10.1.3                  Involuntary TransferFor purposes hereof, “Involuntary Transfer” means a transfer of the Participant’s Units by operation of law including, without limitation, as a result of (A) a sale or other disposition by a trustee or debtor in possession appointed or retained in a bankruptcy case, (B) a sale at any creditors’ or judicial sale, or (C) a transfer arising out of a divorce or separation proceeding.

 

10.1.4                  Election and Delivery Procedures.  The closing of any exercise of the Call Right pursuant to this Section shall take place at the offices of the Company, or such other place as may be mutually agreed upon, not less than ten (10) or more than thirty (30) days after the date such Call Right is exercised.  The exact date and time of closing shall be specified by the Company.  At such closing, the Participant shall deliver certificates for the vested Units to be sold to the Company duly endorsed, or accompanied by written instruments of transfer in a form reasonably satisfactory to the Company duly executed, by such transferor, free and clear of any lien, security interest, pledge, claim, option, right of first refusal, marital right or other encumbrance.  The Company shall pay the applicable purchase price for the vested Equity Interests.

---+---

# WORK TO COMPLETE
(A) In one to three sentences, explain why the contract excerpt treats a sale of the Participant's Units at a judicial sale as an Involuntary Transfer.
(B) Please answer these questions using the contract excerpt:
(i) Within what range of days after the Call Right is exercised must the closing take place?
(ii) Who specifies the exact date and time of closing?
(iii) In a divorce or separation proceeding, what kind of transfer counts as an Involuntary Transfer?
(C) Return everything from "10.1.3                  Involuntary TransferFor" down to "or separation proceeding." in the contract excerpt.
The lines that come next are drawn from a separate source.

# DATASET EXCERPT
---+---

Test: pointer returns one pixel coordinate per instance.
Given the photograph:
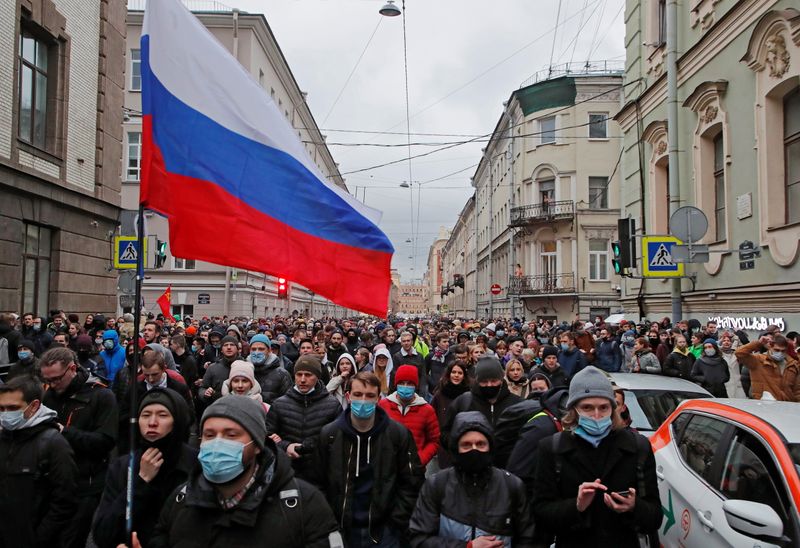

---+---

# SOLUTION SET
(A) The contract excerpt defines an Involuntary Transfer as a transfer of the Participant's Units by operation of law. It expressly lists a sale at any creditors' or judicial sale as one such transfer, so a judicial sale falls within the definition.

(B)
(i) Not less than ten (10) days and not more than thirty (30) days after the date the Call Right is exercised.
(ii) The Company.
(iii) A transfer arising out of a divorce or separation proceeding.

(C)
10.1.3                  Involuntary TransferFor purposes hereof, “Involuntary Transfer” means a transfer of the Participant’s Units by operation of law including, without limitation, as a result of (A) a sale or other disposition by a trustee or debtor in possession appointed or retained in a bankruptcy case, (B) a sale at any creditors’ or judicial sale, or (C) a transfer arising out of a divorce or separation proceeding.